Written task
Extract each line of the rows below that contains the word "lamp".

=-=-=-=-=

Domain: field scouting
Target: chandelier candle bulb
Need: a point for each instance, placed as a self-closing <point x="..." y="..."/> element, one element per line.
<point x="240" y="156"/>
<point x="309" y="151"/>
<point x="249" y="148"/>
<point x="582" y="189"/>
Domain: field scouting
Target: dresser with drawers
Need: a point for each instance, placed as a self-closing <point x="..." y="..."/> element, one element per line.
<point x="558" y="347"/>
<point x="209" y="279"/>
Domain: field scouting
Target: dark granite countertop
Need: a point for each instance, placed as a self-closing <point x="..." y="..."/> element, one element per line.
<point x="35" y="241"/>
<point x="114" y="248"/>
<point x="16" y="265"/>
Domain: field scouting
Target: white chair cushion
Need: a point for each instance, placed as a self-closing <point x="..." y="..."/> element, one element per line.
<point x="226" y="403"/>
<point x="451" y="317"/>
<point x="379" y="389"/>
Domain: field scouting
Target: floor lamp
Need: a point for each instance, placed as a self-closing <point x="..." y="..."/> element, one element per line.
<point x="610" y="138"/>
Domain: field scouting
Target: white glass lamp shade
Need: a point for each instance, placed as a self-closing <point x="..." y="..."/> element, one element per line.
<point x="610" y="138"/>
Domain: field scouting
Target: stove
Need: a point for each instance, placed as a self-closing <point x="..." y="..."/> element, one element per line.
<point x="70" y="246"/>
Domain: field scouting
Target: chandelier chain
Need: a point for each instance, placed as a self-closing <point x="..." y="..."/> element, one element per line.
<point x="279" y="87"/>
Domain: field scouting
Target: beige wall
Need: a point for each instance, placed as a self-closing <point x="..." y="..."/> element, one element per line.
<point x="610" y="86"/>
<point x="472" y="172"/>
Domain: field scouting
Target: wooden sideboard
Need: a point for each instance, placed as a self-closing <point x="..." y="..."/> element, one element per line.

=-=-=-=-=

Output for this task
Target: floor lamp
Target: white glass lamp shade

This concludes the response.